Exercise objective :: Please set down, unchanged, the line containing "point(760, 22)" and all the lines that follow it until the data below ends.

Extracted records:
»»

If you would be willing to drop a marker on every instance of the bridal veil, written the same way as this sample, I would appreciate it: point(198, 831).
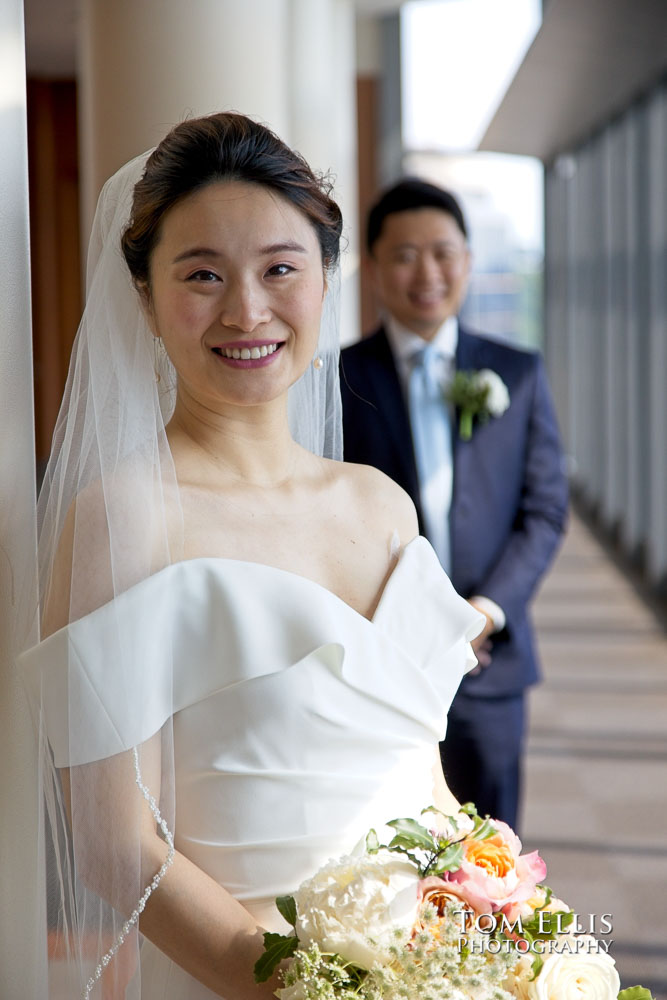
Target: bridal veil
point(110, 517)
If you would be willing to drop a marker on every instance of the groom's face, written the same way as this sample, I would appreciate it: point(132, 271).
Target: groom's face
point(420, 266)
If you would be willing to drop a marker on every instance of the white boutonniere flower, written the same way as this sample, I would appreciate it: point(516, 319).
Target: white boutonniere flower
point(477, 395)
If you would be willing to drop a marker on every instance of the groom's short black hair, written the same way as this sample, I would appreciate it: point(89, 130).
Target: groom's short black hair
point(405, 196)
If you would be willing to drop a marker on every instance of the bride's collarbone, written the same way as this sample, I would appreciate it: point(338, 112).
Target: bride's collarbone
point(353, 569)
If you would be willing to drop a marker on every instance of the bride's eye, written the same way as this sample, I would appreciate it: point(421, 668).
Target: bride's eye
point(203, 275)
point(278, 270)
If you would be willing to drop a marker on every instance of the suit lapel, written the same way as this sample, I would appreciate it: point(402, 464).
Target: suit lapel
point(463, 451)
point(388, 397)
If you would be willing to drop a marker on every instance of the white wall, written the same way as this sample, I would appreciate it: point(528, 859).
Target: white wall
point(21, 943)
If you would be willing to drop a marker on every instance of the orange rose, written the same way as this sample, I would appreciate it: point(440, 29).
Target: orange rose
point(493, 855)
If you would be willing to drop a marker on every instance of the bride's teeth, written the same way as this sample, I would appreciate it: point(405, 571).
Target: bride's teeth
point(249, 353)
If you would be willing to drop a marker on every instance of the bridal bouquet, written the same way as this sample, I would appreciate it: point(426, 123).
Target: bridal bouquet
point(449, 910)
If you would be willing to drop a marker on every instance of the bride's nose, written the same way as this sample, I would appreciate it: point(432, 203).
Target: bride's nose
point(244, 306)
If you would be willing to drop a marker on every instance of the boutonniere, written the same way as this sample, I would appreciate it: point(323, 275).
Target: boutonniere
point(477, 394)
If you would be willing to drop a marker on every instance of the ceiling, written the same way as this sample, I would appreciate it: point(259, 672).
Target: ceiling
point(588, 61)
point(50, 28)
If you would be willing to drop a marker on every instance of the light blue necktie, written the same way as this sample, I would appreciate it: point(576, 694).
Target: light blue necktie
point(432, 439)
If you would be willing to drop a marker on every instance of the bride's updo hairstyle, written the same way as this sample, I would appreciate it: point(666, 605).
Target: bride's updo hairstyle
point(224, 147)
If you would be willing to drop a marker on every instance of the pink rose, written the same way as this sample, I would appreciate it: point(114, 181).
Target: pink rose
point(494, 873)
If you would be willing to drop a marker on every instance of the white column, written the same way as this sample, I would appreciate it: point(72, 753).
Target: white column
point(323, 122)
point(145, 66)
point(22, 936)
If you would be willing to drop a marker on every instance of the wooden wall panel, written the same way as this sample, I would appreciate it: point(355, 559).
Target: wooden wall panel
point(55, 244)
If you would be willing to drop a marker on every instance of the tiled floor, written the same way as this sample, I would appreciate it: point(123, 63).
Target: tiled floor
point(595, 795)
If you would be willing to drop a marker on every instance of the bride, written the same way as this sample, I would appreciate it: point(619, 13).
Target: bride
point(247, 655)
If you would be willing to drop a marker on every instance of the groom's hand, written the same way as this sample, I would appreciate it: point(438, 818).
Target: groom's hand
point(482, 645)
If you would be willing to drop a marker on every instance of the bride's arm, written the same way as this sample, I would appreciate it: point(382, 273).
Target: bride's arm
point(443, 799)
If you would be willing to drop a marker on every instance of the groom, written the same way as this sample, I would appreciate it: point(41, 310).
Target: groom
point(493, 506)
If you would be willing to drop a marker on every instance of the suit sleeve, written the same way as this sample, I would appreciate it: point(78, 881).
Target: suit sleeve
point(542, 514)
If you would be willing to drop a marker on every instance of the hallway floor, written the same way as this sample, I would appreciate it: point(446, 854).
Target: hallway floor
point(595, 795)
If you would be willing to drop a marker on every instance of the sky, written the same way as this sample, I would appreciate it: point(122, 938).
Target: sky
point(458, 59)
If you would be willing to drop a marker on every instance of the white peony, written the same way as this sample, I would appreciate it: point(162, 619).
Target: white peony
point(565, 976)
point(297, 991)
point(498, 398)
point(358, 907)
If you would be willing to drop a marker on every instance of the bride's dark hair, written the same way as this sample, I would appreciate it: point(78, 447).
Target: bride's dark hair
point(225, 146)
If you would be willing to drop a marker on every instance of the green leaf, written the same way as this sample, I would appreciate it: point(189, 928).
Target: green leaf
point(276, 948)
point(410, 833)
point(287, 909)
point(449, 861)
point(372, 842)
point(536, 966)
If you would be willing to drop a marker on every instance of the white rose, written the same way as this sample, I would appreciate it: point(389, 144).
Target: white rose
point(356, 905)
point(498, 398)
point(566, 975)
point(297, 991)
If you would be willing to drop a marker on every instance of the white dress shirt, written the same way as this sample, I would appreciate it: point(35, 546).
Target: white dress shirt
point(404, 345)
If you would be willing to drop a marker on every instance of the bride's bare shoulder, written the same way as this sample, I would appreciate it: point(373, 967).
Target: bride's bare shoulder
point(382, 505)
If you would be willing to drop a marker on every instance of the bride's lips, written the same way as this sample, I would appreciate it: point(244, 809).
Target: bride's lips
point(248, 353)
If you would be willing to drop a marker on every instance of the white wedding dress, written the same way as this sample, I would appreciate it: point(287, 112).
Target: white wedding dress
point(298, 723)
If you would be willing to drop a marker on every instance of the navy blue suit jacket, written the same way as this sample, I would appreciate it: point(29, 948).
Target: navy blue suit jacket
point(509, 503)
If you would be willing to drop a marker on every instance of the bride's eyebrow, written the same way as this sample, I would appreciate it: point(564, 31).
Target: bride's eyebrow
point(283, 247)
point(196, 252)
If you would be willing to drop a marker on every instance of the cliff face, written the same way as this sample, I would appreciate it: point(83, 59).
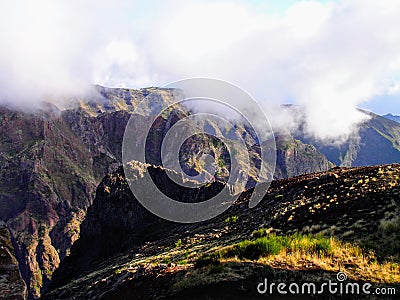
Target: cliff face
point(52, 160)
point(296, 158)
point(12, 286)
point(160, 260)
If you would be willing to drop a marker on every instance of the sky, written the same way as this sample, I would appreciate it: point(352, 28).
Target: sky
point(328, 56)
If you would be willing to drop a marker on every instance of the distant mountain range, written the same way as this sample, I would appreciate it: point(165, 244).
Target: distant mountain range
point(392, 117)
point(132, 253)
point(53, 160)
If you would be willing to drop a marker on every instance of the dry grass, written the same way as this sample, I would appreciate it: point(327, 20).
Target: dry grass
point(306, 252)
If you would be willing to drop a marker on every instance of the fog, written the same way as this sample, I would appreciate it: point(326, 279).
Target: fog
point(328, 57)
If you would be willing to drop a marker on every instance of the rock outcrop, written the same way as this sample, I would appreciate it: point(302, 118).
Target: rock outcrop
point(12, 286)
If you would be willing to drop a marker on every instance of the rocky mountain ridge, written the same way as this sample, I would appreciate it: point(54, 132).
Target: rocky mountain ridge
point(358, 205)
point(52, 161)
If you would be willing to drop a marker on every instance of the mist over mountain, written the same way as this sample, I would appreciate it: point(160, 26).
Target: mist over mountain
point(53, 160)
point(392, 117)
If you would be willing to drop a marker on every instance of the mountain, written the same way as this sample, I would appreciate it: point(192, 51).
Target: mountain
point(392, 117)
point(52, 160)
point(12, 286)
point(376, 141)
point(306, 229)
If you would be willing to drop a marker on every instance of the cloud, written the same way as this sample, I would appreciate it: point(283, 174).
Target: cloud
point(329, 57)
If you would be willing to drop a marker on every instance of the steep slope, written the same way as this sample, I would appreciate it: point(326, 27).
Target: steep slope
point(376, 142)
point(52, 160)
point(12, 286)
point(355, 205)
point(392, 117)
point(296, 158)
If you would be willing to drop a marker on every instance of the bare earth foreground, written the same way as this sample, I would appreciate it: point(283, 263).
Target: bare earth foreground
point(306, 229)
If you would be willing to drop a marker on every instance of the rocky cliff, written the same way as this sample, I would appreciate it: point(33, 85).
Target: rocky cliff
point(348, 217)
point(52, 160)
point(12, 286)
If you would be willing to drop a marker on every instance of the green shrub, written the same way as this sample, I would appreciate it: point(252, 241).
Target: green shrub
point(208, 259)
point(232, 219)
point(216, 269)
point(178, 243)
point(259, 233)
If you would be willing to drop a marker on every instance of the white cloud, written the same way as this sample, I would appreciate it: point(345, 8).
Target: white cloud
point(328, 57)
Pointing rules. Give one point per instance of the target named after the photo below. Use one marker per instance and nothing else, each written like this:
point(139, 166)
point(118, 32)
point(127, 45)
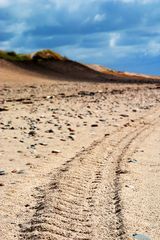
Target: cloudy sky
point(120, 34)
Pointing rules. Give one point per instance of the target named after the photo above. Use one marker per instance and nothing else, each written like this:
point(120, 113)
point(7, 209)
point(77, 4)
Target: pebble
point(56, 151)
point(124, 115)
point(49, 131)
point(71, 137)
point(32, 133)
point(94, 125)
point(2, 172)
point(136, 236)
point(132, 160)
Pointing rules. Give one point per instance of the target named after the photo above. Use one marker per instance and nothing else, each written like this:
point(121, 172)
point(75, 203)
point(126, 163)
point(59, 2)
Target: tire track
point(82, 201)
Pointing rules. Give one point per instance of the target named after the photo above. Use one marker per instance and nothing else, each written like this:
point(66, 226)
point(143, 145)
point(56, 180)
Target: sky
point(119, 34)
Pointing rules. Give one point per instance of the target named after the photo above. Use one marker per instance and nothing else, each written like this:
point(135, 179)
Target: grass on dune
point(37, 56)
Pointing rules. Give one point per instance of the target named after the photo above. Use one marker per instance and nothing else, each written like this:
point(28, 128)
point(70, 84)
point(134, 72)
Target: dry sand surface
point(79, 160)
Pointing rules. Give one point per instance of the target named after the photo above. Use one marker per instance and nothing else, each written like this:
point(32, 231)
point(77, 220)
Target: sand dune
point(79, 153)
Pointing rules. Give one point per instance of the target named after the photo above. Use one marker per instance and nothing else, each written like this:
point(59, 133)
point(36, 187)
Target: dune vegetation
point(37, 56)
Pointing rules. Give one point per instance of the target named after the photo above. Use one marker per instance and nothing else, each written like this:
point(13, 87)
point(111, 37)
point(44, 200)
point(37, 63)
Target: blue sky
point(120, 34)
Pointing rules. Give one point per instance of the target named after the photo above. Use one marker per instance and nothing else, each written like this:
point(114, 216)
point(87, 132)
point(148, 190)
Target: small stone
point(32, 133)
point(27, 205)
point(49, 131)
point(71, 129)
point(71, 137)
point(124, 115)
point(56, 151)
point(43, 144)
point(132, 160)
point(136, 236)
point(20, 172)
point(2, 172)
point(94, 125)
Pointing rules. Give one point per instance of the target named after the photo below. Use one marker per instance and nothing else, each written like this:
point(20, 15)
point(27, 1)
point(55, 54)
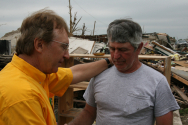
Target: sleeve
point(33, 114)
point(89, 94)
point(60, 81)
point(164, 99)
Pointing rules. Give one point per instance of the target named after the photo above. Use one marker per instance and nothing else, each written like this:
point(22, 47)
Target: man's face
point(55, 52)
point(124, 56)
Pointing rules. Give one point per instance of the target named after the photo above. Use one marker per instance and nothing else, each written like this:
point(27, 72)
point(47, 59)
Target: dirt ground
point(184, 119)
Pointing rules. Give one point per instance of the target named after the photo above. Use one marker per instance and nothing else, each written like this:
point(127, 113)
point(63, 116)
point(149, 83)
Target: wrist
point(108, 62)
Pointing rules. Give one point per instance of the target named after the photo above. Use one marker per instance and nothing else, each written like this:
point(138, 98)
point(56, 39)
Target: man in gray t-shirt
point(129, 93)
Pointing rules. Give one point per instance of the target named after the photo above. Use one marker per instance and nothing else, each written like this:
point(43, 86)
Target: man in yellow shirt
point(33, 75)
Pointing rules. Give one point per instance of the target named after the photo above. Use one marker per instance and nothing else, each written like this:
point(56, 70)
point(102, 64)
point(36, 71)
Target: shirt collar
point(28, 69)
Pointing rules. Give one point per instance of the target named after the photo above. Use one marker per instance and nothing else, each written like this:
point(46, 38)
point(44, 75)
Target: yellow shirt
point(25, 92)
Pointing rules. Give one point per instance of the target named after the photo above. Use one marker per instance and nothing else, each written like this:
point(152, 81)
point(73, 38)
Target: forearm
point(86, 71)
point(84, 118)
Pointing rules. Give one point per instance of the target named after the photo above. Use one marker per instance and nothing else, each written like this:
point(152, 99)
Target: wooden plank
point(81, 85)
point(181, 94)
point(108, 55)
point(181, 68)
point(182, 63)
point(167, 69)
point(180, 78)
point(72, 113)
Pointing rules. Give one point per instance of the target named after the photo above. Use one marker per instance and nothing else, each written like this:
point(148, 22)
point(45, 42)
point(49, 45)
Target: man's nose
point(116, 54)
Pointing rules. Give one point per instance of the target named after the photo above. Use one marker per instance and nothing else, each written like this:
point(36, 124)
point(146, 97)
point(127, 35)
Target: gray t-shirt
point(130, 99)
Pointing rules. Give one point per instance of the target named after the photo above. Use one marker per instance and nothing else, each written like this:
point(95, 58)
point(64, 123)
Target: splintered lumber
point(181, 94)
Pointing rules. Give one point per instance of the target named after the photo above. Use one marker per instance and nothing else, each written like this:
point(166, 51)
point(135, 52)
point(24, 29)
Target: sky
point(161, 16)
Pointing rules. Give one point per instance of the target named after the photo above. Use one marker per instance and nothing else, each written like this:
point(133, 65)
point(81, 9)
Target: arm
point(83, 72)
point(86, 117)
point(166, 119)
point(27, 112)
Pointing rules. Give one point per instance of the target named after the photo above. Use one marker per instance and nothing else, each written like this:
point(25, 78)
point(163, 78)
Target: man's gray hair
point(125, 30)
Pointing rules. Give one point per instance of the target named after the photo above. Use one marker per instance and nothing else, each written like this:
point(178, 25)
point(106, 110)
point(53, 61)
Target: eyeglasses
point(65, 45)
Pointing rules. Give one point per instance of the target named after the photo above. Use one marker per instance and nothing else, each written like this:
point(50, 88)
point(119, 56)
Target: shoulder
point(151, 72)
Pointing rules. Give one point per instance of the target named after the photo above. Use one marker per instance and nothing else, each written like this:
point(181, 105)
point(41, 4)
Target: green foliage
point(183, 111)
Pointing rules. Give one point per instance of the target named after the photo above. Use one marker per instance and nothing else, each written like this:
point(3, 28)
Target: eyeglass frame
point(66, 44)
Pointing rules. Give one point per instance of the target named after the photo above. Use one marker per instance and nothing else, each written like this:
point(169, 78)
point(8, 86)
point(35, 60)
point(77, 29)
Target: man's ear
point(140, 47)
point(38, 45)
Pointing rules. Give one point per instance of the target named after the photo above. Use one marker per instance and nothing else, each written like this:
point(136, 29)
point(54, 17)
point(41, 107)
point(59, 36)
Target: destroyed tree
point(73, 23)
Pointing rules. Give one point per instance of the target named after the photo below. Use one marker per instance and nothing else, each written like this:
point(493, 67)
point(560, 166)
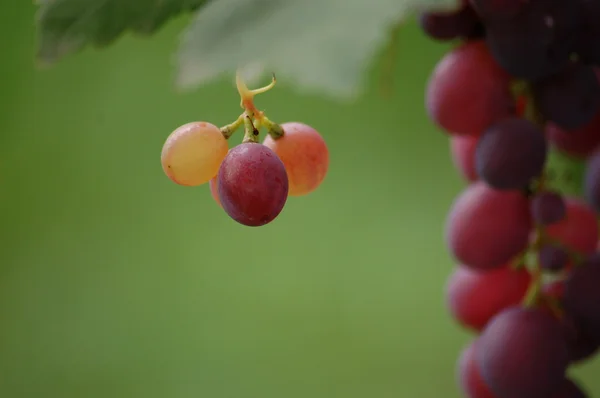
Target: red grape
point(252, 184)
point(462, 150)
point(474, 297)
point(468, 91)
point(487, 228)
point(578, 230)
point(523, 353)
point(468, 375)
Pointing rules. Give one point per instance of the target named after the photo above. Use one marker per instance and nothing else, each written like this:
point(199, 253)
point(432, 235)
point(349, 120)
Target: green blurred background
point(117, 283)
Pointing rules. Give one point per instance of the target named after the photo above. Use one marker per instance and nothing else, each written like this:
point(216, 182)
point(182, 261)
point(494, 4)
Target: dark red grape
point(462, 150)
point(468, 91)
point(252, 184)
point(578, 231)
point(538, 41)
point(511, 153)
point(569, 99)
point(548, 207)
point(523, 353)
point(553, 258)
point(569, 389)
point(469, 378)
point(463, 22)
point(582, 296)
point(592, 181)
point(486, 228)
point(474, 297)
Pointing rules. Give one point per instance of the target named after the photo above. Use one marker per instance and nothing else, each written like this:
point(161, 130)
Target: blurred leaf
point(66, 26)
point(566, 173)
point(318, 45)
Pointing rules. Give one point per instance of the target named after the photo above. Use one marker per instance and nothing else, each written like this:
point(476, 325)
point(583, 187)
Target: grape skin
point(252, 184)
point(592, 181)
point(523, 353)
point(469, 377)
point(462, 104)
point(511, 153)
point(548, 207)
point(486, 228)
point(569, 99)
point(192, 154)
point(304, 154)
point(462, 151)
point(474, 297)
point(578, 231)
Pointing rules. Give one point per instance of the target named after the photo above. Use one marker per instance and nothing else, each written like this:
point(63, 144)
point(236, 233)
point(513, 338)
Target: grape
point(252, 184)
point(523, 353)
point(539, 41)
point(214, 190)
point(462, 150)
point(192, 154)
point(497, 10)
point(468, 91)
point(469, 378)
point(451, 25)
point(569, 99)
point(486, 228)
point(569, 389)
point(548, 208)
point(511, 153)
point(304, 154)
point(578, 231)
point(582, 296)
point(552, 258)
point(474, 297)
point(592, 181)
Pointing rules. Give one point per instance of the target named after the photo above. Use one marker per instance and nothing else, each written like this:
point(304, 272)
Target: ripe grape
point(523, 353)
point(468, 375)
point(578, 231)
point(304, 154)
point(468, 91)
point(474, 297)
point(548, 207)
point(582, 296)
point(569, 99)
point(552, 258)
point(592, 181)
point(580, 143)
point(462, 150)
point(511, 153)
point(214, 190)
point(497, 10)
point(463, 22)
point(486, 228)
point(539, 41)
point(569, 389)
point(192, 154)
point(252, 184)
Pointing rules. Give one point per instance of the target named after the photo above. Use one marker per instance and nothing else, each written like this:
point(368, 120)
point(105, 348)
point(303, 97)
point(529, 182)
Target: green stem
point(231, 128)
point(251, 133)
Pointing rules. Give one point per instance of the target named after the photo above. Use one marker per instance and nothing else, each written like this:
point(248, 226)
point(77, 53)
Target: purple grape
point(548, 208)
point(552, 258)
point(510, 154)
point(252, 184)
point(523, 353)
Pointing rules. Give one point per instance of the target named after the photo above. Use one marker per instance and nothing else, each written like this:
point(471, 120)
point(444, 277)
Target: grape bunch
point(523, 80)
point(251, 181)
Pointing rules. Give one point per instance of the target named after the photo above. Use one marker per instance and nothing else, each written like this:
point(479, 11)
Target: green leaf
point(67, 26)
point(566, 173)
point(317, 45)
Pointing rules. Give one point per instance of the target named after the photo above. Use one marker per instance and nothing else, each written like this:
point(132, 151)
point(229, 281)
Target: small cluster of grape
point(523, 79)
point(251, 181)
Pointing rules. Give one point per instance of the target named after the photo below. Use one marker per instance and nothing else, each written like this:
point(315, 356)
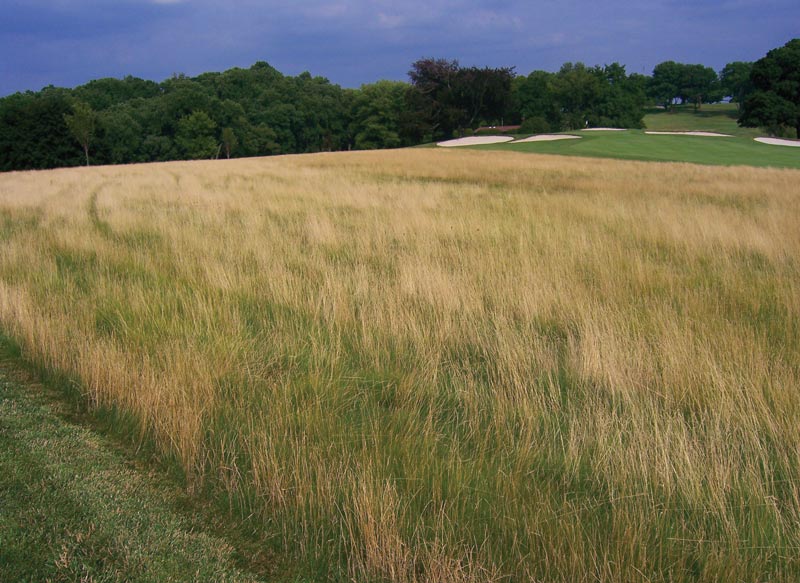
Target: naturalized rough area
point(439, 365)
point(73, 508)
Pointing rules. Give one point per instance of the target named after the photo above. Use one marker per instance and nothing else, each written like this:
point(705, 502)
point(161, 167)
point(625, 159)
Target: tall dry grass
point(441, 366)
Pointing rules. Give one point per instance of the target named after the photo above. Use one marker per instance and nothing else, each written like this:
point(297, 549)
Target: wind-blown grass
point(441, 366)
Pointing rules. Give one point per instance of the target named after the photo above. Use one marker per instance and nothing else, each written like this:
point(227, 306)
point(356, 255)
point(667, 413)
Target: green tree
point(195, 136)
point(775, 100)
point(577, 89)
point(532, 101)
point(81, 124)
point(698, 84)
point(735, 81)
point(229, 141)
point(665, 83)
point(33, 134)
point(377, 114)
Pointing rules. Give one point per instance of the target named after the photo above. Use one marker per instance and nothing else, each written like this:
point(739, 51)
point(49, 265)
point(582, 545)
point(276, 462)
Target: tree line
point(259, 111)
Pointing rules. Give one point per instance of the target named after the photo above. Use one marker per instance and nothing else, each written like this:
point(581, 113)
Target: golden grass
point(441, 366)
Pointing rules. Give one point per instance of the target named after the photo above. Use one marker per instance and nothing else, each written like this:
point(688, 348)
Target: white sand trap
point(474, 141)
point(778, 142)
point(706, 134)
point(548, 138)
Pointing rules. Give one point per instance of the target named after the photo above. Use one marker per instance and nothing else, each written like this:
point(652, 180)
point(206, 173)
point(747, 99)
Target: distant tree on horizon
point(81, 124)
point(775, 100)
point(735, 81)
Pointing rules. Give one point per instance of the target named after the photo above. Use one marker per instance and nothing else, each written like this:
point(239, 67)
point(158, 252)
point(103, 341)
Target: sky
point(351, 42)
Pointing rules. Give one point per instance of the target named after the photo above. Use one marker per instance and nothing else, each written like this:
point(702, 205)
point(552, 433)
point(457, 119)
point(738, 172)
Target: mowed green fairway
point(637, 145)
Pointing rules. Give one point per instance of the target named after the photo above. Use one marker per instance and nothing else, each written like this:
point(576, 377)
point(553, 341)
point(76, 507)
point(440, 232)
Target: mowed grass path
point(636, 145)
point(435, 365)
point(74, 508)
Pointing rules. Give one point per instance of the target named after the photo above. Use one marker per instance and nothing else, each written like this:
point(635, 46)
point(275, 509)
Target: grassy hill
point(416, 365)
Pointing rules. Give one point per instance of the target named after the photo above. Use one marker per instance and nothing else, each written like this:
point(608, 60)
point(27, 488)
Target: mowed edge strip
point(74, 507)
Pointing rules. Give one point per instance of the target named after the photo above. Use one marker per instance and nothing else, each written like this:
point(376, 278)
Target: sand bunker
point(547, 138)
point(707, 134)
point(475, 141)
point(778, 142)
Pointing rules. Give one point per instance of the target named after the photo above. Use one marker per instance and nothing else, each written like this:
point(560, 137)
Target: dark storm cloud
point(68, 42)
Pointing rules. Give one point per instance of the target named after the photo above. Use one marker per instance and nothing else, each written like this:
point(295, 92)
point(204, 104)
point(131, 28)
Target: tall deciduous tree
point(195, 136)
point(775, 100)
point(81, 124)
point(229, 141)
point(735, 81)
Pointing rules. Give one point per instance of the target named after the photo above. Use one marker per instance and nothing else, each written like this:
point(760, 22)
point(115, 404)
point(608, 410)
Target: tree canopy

««

Exercise answer ::
point(760, 22)
point(115, 404)
point(608, 410)
Target: tree canopy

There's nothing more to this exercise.